Objective Autoimmune pancreatitis (AIP) is a treatable form of chronic pancreatitis that has been increasingly recognised over the last decade. We set out to better understand the current burden of AIP at several academic institutions diagnosed using the International Consensus Diagnostic Criteria, and to describe long-term outcomes, including organs involved, treatments, relapse frequency and long-term sequelae.

Design 23 institutions from 10 different countries participated in this multinational analysis. A total of 1064 patients meeting the International Consensus Diagnostic Criteria for type 1 (n=978) or type 2 (n=86) AIP were included. Data regarding treatments, relapses and sequelae were obtained.

** EXERCISES **
1. Please restate the autoimmune pancreatitis abstract, beginning at the words "Objective Autoimmune pancreatitis" and stopping after "sequelae were obtained.". Swap "International Consensus Diagnostic Criteria" for "ICDC" each time it appears.
2. Write the next part of the autoimmune pancreatitis abstract, picking up after its last sentence.

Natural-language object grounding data
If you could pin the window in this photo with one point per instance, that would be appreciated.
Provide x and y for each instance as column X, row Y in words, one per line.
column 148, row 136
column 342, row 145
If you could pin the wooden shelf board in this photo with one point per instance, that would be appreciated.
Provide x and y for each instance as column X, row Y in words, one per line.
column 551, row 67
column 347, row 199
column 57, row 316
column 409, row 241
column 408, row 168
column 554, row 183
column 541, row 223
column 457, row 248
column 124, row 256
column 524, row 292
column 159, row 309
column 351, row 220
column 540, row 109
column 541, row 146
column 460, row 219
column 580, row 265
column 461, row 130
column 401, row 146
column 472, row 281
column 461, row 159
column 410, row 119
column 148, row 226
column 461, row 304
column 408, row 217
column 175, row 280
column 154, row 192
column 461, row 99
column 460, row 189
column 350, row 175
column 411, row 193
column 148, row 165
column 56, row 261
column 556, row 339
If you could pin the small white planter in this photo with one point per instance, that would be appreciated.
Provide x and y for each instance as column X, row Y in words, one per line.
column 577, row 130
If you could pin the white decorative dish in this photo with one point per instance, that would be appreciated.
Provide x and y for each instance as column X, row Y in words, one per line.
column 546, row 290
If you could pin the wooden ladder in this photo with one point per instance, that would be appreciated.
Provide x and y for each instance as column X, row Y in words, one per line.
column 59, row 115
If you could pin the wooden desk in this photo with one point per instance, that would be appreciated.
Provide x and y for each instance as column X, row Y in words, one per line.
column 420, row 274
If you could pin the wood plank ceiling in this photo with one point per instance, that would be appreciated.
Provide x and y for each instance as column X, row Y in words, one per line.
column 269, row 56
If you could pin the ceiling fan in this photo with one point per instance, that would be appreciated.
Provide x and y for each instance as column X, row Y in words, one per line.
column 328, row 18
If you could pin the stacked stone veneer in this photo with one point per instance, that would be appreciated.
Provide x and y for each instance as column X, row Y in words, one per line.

** ANSWERS FOR THIS EXERCISE **
1.
Objective Autoimmune pancreatitis (AIP) is a treatable form of chronic pancreatitis that has been increasingly recognised over the last decade. We set out to better understand the current burden of AIP at several academic institutions diagnosed using the ICDC, and to describe long-term outcomes, including organs involved, treatments, relapse frequency and long-term sequelae.

Design 23 institutions from 10 different countries participated in this multinational analysis. A total of 1064 patients meeting the ICDC for type 1 (n=978) or type 2 (n=86) AIP were included. Data regarding treatments, relapses and sequelae were obtained.

2.
Results The majority of patients with type 1 (99%) and type 2 (92%) AIP who were treated with steroids went into clinical remission. Most patients with jaundice required biliary stent placement (71% of type 1 and 77% of type 2 AIP). Relapses were more common in patients with type 1 (31%) versus type 2 AIP (9%, p<0.001), especially those with IgG4-related sclerosing cholangitis (56% vs 26%, p<0.001). Relapses typically occurred in the pancreas or biliary tree. Retreatment with steroids remained effective at inducing remission with or without alternative treatment, such as azathioprine. Pancreatic duct stones and cancer were uncommon sequelae in type 1 AIP and did not occur in type 2 AIP during the study period.

Conclusions AIP is a global disease which uniformly displays a high response to steroid treatment and tendency to relapse in the pancreas and biliary tree. Potential long-term sequelae include pancreatic duct stones and malignancy, however they were uncommon during the study period and require additional follow-up. Additional studies investigating prevention and treatment of disease relapses are needed.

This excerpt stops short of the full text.